# Exercise:
Can you convert the items, starting with the line that contains "Point out every instance of the bird's eye" and going on through the line that contains "x=168, y=436", into a JSON list of strings with one string per line and blank lines left out?

[Pointing items]
## Start

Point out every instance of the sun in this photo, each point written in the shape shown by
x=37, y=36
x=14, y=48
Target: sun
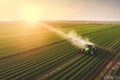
x=30, y=13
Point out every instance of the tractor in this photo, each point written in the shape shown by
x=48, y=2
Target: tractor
x=89, y=49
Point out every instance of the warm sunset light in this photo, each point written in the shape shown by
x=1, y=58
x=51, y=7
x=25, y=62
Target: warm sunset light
x=30, y=13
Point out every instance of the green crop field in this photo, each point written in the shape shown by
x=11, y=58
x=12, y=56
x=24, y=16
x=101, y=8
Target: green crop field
x=36, y=53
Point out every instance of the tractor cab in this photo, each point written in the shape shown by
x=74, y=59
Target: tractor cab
x=89, y=49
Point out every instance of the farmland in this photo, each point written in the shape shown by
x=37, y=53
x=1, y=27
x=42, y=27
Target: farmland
x=40, y=54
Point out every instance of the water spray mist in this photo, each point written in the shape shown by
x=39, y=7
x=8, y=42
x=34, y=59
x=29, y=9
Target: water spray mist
x=72, y=36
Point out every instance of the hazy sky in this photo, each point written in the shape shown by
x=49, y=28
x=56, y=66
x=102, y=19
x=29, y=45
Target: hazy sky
x=61, y=9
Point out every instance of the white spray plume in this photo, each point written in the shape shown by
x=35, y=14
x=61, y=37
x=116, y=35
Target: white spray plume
x=72, y=36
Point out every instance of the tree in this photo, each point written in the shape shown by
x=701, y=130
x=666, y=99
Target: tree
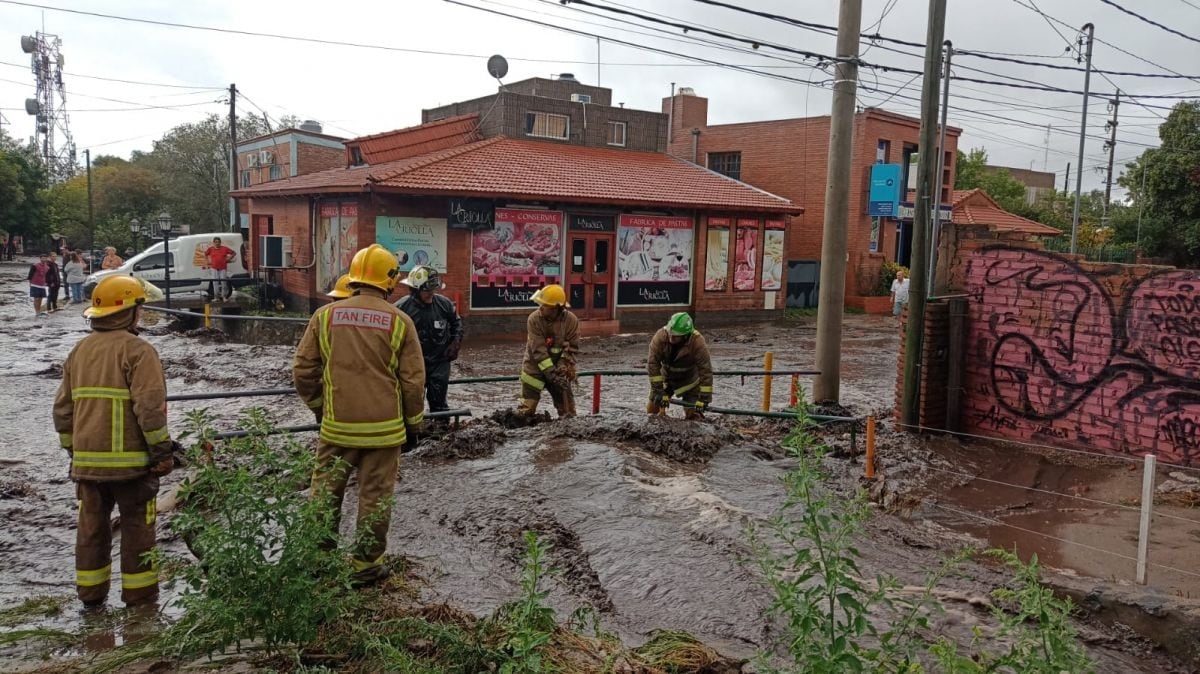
x=1169, y=205
x=192, y=167
x=23, y=179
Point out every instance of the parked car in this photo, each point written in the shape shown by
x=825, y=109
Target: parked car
x=187, y=272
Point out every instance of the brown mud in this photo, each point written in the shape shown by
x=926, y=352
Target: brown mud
x=647, y=516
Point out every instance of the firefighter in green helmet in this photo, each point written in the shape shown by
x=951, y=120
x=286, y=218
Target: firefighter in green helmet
x=679, y=366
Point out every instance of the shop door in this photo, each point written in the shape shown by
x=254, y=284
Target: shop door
x=589, y=275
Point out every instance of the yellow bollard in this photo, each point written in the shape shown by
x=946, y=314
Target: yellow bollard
x=869, y=464
x=768, y=360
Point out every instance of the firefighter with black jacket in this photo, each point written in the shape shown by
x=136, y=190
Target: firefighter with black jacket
x=111, y=413
x=438, y=326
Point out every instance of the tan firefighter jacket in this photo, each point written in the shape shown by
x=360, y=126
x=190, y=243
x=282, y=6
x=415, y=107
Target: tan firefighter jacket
x=547, y=342
x=681, y=368
x=360, y=365
x=111, y=411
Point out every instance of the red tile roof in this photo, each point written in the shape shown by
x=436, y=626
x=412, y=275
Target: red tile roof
x=546, y=172
x=975, y=206
x=417, y=140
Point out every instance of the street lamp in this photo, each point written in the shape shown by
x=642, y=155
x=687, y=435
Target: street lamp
x=136, y=230
x=165, y=228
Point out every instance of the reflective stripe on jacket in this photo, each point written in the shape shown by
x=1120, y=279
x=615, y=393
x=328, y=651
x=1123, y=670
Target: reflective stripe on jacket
x=111, y=410
x=360, y=363
x=547, y=342
x=679, y=368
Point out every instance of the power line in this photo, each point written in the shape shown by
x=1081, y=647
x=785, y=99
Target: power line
x=1151, y=22
x=123, y=80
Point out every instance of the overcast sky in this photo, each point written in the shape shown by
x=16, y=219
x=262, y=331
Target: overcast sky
x=355, y=90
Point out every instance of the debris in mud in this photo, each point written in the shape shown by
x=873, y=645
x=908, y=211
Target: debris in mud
x=18, y=489
x=1180, y=489
x=687, y=441
x=504, y=525
x=477, y=439
x=514, y=419
x=208, y=335
x=54, y=371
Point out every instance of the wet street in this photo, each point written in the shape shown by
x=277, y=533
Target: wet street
x=652, y=542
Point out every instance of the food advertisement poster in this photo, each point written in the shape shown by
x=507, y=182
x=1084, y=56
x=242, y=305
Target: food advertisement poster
x=745, y=257
x=717, y=266
x=773, y=254
x=337, y=240
x=414, y=240
x=520, y=254
x=654, y=259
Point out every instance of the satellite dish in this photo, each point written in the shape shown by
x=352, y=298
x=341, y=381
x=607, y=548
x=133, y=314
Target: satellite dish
x=498, y=66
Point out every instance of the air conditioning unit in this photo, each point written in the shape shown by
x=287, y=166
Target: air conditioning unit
x=275, y=251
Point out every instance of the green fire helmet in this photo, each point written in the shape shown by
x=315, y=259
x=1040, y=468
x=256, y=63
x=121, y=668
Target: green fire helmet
x=681, y=325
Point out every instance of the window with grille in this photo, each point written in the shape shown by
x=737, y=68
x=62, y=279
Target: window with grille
x=726, y=163
x=545, y=125
x=617, y=133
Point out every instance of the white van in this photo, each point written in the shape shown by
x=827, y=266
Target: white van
x=187, y=272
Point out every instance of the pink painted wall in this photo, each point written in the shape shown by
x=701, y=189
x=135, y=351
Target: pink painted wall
x=1104, y=357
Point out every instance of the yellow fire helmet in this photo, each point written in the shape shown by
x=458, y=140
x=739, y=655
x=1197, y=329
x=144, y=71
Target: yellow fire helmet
x=375, y=266
x=115, y=294
x=341, y=289
x=551, y=296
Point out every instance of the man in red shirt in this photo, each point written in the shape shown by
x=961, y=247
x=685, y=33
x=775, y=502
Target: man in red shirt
x=217, y=259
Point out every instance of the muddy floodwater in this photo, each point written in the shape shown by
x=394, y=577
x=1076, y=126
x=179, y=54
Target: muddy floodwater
x=647, y=516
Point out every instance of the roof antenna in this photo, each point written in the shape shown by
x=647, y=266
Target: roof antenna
x=498, y=67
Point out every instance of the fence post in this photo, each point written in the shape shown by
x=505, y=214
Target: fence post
x=768, y=361
x=1147, y=505
x=869, y=465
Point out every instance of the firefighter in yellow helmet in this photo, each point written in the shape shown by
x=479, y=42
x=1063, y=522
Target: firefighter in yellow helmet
x=341, y=289
x=551, y=343
x=679, y=366
x=111, y=414
x=359, y=368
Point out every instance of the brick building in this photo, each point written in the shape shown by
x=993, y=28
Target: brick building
x=790, y=157
x=510, y=192
x=288, y=152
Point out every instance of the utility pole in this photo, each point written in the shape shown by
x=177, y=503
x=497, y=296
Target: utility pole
x=1083, y=137
x=936, y=217
x=1111, y=146
x=831, y=302
x=233, y=156
x=925, y=190
x=91, y=223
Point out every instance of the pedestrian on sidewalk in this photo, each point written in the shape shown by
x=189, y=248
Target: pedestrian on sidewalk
x=39, y=286
x=552, y=338
x=359, y=369
x=112, y=260
x=111, y=414
x=439, y=329
x=899, y=293
x=217, y=258
x=679, y=365
x=54, y=282
x=75, y=275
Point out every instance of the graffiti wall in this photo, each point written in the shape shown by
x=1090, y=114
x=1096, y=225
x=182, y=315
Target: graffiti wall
x=1097, y=356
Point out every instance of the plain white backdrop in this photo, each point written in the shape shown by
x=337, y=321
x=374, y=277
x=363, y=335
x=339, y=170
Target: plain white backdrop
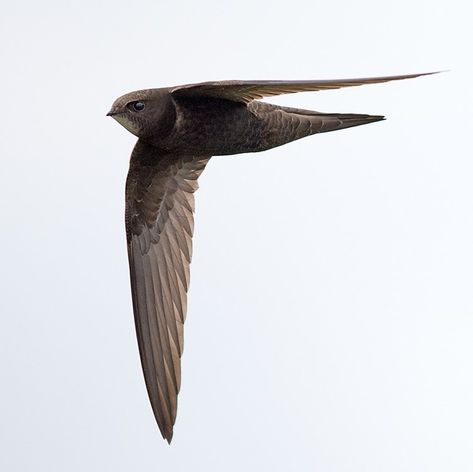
x=330, y=319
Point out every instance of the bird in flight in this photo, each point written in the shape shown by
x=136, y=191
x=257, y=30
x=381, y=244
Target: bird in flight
x=179, y=129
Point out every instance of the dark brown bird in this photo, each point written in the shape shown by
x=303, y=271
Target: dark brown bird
x=179, y=129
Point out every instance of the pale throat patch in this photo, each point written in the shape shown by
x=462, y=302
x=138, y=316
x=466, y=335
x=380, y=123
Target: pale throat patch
x=128, y=124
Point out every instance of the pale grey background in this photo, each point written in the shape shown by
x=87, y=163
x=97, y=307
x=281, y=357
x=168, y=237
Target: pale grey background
x=330, y=324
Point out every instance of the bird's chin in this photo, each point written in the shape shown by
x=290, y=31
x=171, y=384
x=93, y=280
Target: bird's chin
x=127, y=124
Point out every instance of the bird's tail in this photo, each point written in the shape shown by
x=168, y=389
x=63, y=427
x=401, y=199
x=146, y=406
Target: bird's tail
x=324, y=122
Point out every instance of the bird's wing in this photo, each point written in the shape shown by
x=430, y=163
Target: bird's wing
x=159, y=225
x=246, y=91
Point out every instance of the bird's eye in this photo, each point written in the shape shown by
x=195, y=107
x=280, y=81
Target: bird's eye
x=136, y=106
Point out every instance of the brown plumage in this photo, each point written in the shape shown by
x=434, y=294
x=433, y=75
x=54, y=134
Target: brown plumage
x=179, y=129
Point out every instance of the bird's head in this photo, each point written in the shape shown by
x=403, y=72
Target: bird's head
x=144, y=112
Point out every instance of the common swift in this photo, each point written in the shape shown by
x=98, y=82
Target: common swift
x=179, y=129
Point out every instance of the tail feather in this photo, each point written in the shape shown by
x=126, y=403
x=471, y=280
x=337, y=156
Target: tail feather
x=324, y=122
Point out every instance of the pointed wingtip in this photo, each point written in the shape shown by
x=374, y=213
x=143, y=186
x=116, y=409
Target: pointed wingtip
x=168, y=436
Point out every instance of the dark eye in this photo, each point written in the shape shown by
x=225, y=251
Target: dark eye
x=136, y=106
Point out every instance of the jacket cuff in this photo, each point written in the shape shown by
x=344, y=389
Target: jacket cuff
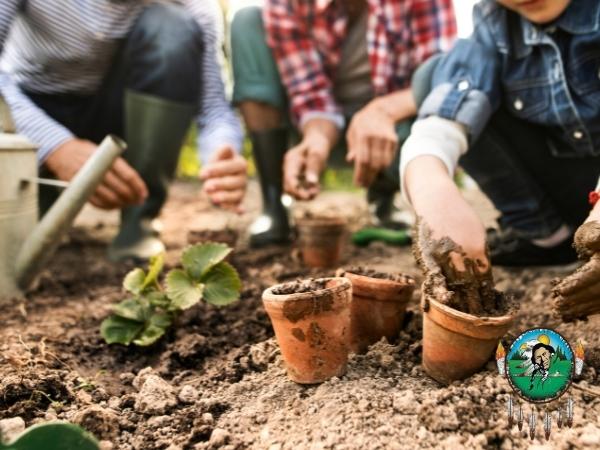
x=461, y=103
x=336, y=118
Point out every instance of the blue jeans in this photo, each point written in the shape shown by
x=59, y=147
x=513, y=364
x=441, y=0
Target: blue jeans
x=514, y=164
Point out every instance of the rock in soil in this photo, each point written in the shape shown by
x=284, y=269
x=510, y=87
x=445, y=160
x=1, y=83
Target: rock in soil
x=156, y=396
x=11, y=428
x=384, y=401
x=102, y=422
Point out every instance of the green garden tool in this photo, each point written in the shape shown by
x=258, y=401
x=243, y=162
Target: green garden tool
x=365, y=236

## End

# Task response:
[
  "Point out every instance of the bird's eye in this photo, each point written in the shape shown by",
  "x=195, y=107",
  "x=280, y=81",
  "Target: bird's eye",
  "x=136, y=106",
  "Point out every instance of the brown plumage in this photo, each point written in the shape shown by",
  "x=434, y=294",
  "x=433, y=75",
  "x=54, y=134",
  "Target: brown plumage",
  "x=179, y=129",
  "Point out every instance of the bird's head in this photo, each point written in the shape shown by",
  "x=403, y=72",
  "Target: bird's head",
  "x=144, y=112",
  "Point out every instance of the common swift in this photo, each point written in the shape shown by",
  "x=98, y=82",
  "Target: common swift",
  "x=179, y=129",
  "Point out every instance of the tail feather in this photo, each point written in the shape shown by",
  "x=126, y=403",
  "x=471, y=280",
  "x=337, y=156",
  "Target: tail feather",
  "x=324, y=122",
  "Point out every instance of the pointed wingtip in this photo, each point written in the shape shown by",
  "x=374, y=213",
  "x=143, y=186",
  "x=116, y=409",
  "Target: pointed wingtip",
  "x=168, y=436"
]